**Source data**
Start of Block

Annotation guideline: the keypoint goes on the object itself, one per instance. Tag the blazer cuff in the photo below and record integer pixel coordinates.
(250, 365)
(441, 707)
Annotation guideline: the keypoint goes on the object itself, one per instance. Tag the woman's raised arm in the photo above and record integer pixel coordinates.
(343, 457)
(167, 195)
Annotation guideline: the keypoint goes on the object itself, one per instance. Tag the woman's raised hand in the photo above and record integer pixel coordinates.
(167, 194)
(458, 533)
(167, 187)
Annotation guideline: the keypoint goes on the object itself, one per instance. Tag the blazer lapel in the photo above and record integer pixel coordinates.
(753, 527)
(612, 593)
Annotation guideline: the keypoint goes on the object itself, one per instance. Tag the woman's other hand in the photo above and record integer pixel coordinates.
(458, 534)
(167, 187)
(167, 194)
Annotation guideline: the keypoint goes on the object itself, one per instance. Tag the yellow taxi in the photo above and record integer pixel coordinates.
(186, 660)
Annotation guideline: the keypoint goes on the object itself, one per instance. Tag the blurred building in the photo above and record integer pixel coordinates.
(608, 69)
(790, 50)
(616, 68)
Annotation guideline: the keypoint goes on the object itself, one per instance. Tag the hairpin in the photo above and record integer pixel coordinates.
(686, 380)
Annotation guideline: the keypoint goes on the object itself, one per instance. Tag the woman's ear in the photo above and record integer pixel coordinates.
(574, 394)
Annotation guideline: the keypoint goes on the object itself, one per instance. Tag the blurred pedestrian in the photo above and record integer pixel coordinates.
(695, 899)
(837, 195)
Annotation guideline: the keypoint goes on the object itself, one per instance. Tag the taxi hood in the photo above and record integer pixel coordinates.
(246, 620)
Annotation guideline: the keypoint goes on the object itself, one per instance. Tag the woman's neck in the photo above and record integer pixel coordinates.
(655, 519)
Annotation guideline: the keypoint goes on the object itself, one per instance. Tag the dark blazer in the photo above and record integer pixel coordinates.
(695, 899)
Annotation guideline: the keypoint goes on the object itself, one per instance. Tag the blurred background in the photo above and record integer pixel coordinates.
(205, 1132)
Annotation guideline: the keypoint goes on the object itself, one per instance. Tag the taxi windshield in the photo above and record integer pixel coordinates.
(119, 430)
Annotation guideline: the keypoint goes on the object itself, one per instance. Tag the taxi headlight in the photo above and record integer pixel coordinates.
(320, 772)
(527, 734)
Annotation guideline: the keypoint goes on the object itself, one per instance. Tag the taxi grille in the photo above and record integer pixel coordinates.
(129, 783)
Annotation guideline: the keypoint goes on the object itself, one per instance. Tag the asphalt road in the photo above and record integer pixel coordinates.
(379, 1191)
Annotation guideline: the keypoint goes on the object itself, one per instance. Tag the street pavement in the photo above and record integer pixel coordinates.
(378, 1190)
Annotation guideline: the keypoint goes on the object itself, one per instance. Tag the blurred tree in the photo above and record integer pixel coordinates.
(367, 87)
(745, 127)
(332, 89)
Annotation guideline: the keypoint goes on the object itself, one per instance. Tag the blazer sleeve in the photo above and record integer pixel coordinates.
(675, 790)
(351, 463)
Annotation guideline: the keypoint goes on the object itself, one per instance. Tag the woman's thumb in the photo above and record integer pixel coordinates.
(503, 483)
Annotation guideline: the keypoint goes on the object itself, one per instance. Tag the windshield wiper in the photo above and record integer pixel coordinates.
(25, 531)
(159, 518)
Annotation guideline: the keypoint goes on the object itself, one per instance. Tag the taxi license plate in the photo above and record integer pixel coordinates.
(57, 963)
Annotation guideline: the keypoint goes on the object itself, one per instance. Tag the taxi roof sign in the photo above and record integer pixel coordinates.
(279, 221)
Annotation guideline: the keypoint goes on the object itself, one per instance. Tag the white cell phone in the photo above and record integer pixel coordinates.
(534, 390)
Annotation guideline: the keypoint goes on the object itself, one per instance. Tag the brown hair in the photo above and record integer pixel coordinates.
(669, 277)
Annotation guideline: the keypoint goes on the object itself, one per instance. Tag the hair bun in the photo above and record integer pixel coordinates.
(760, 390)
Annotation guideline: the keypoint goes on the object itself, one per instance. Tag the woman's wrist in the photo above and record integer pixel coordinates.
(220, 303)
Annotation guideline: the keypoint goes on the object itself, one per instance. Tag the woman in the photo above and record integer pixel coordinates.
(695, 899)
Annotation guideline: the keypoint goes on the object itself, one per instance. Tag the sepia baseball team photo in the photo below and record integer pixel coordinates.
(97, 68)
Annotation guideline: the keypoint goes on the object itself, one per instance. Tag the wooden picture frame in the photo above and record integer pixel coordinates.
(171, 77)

End of Block

**Problem requirements**
Prepare a faithful transcription of the material above, with nothing altered.

**Exercise answer**
Annotation guideline: the keypoint goes on the object itself, one per instance. Tag the blazer cuff in the photo below and record integer pixel coordinates.
(250, 365)
(441, 707)
Annotation guideline: the keypoint goes on the object itself, one per instance. Tag the woman's raised arm in the photo above and record integer pixel coordinates.
(343, 457)
(167, 195)
Annotation guideline: the keypoint goes on the object itself, one per instance. Tag the woman's raised hand in the photo above and record integer pixel coordinates.
(167, 194)
(458, 533)
(167, 187)
Annotation guideline: the keypoint goes on the object itself, one per instance. Tag the blazer lapel in the photo above and record integer pixel coordinates.
(753, 527)
(612, 593)
Annotation guideline: the keypoint goes on the object itself, one per instance. Tag the woman's other hand in the photo above and record integer pixel coordinates.
(458, 534)
(167, 187)
(167, 194)
Annotation guideline: the keypoint goes on the object itself, one per instance. Tag the yellow taxi in the photo above and record integer pixel coordinates.
(186, 660)
Annotation guideline: the keypoint goes on the object itself, one per instance. Tag the blurred building in the photo above and record integer pixel coordinates.
(608, 69)
(790, 50)
(616, 68)
Annotation guideline: the keypoint goes on the object itself, one per instance. Tag the hairpin in the photo above and record integer pixel coordinates.
(686, 380)
Annotation guideline: the keypoint goes on the object itself, one per instance. Tag the woman's ear in the photo above and record integer pixel coordinates.
(574, 394)
Annotation guideline: the keypoint goes on the object itself, one per instance. Tag the blurred pedestrian in the photo above and record integer pixel coordinates.
(695, 899)
(837, 195)
Annotation guideline: the keypoint goes on the object itself, one per instance. Tag the taxi hood in the photo above and record integer pixel coordinates.
(246, 620)
Annotation guideline: the keypoint goes on the object itself, one per instance. Tag the woman's neck in the photo above and record integer pixel coordinates.
(655, 519)
Annotation guideline: the keypoint goes on the object itself, one per instance. Tag the dark blazer in the photo above and record integer pixel coordinates.
(695, 899)
Annotation guideline: the keypoint goes on the object itself, one per instance. Tag the blurred background in the photo above and record integer pixel coordinates.
(205, 1132)
Annotation guideline: the keypoint goes on the object itself, one per instance. Tag the taxi windshield in the photo above and record integer pixel coordinates.
(119, 430)
Annotation guideline: the keypoint goes on the object itself, one per instance. Tag the taxi headlight in the photo above and record integer pixel coordinates.
(320, 772)
(527, 734)
Annotation guideline: the keypoint goes on the object itself, one per instance. Tag the taxi grille in the photo above and record integer pixel coordinates.
(129, 783)
Annotation guideline: the keypoint goes on the object itself, one per instance. Tag the asphalt road in the photo above and record integer pixel coordinates.
(379, 1191)
Annotation guideline: the keypoint goes on the object itself, one per instance. Tag the street pavement in the photo above and record integer pixel coordinates.
(378, 1190)
Annotation guideline: the keypoint goes on the object itself, one per instance. Tag the blurred tree in the photo above and record integer pixel coordinates.
(367, 87)
(745, 127)
(332, 89)
Annotation guideline: the keypoint goes on the object itself, one per instance. Tag the blazer sleeve in the photo above and record integer pixel coordinates.
(675, 790)
(351, 463)
Annotation guideline: the keypoint goes on the object itself, one per instance. Tag the woman's thumb in the photo above and record integer pixel coordinates.
(503, 483)
Annotation guideline: the keypoint goes on the object itself, one per instance. Tag the windshield wiper in the photo above and record integer pixel coordinates.
(25, 531)
(159, 518)
Annotation guideline: the keypoint goes on the object itself, one per instance. Tag the taxi license plate in the photo above and record integer pixel coordinates.
(57, 963)
Annotation guideline: the keypoint goes on the object itself, one per instance. Tag the taxi roof sign in the photo above and record integer pixel coordinates.
(279, 221)
Annotation guideline: the keypoint goes on the object itself, one per instance. Tag the white cell phone in the photo above and record integer pixel coordinates.
(534, 390)
Annotation guideline: the keypoint goes on the object itself, one per instance. Tag the brown hair in the photo above and record integer pixel coordinates.
(669, 277)
Annotation guideline: the keypoint goes on the object itself, one per instance. Tag the hair bun in the photo above and record integer pixel coordinates.
(760, 390)
Annotation guideline: the keypoint goes on the object itself, one per instance. Tag the woman's wrist in the photo above and record integer pixel coordinates.
(220, 303)
Annotation guideline: the keypoint goes on the object itself, one per instance. Tag the woman in the photo above and record integer pixel coordinates.
(695, 899)
Annotation guideline: the keypoint goes on the object itself, one per instance. Tag the sepia baseball team photo in the photo below and record integer pixel coordinates.
(97, 68)
Annotation guideline: the keypoint goes on the object itself, one per instance. Tag the wooden picture frame in the photo above and record integer pixel coordinates.
(171, 77)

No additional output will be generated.